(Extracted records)
-- Opening Marker --

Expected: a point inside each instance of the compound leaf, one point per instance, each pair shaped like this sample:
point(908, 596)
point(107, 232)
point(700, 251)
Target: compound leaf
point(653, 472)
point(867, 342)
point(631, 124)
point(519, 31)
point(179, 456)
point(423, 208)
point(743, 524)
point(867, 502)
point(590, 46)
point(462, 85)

-- Closing Marker --
-- Opening Marker --

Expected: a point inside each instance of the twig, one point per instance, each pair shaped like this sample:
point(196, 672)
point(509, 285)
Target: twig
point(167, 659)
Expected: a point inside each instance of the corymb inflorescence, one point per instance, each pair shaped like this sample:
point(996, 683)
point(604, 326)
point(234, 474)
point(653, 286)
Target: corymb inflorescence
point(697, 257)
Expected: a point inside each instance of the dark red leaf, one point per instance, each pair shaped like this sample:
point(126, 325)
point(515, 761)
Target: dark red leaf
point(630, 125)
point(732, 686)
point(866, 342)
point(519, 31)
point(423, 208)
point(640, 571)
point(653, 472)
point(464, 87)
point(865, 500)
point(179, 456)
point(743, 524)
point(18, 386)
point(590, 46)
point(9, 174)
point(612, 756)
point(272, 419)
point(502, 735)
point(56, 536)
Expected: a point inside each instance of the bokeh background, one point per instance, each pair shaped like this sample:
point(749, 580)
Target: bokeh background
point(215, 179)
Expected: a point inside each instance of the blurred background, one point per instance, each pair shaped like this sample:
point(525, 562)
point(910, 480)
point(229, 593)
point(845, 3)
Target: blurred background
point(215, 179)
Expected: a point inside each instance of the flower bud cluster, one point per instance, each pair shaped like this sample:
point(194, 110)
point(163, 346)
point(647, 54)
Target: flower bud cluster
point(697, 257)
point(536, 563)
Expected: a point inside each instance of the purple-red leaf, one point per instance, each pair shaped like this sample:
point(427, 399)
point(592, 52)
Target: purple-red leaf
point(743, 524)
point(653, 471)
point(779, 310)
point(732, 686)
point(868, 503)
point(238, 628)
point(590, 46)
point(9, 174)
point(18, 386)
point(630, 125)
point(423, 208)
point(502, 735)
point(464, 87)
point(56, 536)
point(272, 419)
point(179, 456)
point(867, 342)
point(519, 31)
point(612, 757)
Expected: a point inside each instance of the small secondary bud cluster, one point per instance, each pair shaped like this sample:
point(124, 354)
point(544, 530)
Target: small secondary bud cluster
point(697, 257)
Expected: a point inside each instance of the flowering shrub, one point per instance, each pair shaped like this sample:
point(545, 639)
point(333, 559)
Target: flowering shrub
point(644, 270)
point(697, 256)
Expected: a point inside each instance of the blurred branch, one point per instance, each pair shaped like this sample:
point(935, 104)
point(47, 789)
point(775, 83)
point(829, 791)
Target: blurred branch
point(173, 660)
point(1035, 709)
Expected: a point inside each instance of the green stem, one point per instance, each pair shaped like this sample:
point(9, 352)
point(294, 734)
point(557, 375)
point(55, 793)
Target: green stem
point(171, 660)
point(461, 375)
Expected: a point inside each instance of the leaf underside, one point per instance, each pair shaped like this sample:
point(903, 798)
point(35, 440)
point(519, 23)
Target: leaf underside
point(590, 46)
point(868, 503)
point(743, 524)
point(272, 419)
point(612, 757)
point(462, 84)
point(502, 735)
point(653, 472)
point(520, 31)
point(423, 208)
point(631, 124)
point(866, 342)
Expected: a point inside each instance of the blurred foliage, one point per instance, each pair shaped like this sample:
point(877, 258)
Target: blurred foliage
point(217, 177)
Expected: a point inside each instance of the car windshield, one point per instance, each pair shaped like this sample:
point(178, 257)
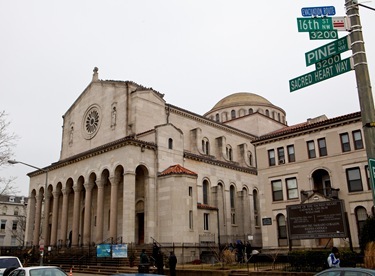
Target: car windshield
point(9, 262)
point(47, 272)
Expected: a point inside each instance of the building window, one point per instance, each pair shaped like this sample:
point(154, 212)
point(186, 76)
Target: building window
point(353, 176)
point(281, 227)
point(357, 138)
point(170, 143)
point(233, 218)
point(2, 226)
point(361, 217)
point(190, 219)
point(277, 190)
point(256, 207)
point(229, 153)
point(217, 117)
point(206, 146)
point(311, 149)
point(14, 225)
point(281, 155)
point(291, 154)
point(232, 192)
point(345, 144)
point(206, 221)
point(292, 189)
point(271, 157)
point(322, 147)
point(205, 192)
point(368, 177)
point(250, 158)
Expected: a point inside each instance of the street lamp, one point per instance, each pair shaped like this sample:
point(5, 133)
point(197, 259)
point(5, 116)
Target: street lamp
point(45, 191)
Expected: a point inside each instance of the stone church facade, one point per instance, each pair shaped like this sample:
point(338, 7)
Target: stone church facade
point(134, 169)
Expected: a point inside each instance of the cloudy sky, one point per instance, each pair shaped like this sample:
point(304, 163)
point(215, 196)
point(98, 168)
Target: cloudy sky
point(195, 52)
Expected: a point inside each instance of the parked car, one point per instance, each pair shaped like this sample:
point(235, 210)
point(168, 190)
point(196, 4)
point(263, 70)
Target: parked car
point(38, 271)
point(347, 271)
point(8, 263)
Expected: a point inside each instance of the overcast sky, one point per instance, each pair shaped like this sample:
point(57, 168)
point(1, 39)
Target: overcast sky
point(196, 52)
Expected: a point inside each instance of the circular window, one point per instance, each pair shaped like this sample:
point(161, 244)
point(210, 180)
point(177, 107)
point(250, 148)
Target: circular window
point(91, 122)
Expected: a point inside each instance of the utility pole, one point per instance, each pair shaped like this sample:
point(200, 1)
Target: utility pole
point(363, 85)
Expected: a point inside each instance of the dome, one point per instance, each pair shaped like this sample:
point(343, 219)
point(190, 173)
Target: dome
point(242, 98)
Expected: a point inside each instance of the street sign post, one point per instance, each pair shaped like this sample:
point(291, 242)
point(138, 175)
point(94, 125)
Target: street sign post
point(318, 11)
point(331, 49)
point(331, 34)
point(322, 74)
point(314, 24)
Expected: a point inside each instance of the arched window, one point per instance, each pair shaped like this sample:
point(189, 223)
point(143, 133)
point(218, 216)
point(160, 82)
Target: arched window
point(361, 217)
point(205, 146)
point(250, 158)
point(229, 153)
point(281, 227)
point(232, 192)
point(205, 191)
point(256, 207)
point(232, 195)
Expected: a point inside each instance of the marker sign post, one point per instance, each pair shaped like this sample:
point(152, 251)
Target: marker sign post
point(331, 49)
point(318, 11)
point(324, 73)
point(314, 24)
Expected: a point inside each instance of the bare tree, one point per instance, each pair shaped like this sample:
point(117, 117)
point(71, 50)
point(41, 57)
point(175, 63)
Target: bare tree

-- Closing Marker --

### TASK BRIEF
Check each line of the entries above, and show every one holding the word "bare".

### SOLUTION TO THIS EXERCISE
Expected: a point inside each instance of the bare tree, one point per instance, each pair shaped like this sample:
Target: bare tree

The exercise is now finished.